Instructions for the task:
This exercise calls for an exact transcription. Set down every record below.

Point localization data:
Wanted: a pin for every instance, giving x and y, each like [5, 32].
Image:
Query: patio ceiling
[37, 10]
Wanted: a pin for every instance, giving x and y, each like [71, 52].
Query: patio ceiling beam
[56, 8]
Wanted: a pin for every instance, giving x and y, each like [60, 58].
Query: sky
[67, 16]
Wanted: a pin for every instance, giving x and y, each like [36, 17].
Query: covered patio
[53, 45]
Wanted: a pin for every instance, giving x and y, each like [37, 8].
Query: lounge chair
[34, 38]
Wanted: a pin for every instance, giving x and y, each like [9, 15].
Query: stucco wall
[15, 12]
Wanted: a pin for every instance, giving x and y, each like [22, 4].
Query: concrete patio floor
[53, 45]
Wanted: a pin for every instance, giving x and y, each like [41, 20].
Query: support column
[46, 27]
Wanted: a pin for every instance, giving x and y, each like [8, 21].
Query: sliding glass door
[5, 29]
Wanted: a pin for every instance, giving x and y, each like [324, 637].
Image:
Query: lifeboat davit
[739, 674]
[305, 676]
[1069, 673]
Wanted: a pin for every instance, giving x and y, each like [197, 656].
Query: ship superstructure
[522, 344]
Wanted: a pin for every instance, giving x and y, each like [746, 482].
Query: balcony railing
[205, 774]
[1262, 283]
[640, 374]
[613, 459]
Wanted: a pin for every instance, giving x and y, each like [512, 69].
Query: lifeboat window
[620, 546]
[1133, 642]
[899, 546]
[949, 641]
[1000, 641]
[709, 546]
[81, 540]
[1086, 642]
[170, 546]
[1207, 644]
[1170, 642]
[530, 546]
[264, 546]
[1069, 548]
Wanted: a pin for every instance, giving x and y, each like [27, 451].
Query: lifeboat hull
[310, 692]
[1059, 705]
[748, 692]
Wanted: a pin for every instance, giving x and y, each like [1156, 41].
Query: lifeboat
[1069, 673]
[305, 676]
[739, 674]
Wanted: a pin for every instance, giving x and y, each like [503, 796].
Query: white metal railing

Exercise response:
Wanted: a pin for every instance, giving x and y, each like [5, 32].
Image:
Query: patio ceiling
[37, 10]
Wanted: a pin for every instance, giving x and y, each like [71, 52].
Query: patio ceiling beam
[56, 8]
Wanted: a pin for every instance, giving x and y, each like [60, 58].
Query: sky
[67, 16]
Wanted: a pin for every instance, giving x and y, each like [36, 17].
Query: covered patio
[53, 45]
Wanted: a pin for every instance, giving x and y, each like [37, 8].
Query: lounge chair
[34, 38]
Wanted: a pin for every instance, giving x and y, each like [9, 15].
Query: stucco wall
[15, 12]
Wanted: a pin for every instance, giving x and y, each like [22, 4].
Query: concrete patio floor
[53, 45]
Wanted: a pin for every instance, giving x and y, each like [41, 20].
Query: support column
[46, 27]
Wanted: a pin for every instance, giving x and y, each like [8, 21].
Query: sliding glass door
[5, 29]
Wanted: a pin for every instance, giving x and y, each like [324, 637].
Image:
Query: lifeboat davit
[739, 674]
[305, 676]
[1069, 673]
Wanted: a pin for every instance, giving x and y, each like [197, 656].
Query: ship superstructure
[522, 344]
Wanted: a pin for every instance, giving x and y, each like [746, 482].
Query: balcony railing
[205, 774]
[1262, 283]
[640, 374]
[613, 459]
Wanted: a pin for every instance, giving x and y, each like [512, 69].
Query: lifeboat window
[620, 546]
[1133, 642]
[899, 546]
[949, 641]
[1000, 641]
[709, 546]
[81, 540]
[1086, 642]
[170, 546]
[1207, 644]
[1170, 642]
[530, 546]
[264, 546]
[1069, 548]
Wanted: a pin for every instance, giving x and y, each like [27, 451].
Query: lifeboat hull
[310, 692]
[1059, 705]
[748, 692]
Wanted: a pin for every instance, giving x and y, each like [1156, 41].
Query: lifeboat
[1069, 673]
[305, 676]
[739, 674]
Wanted: a pin for every instance, giving x and y, each like [503, 796].
Query: white metal railing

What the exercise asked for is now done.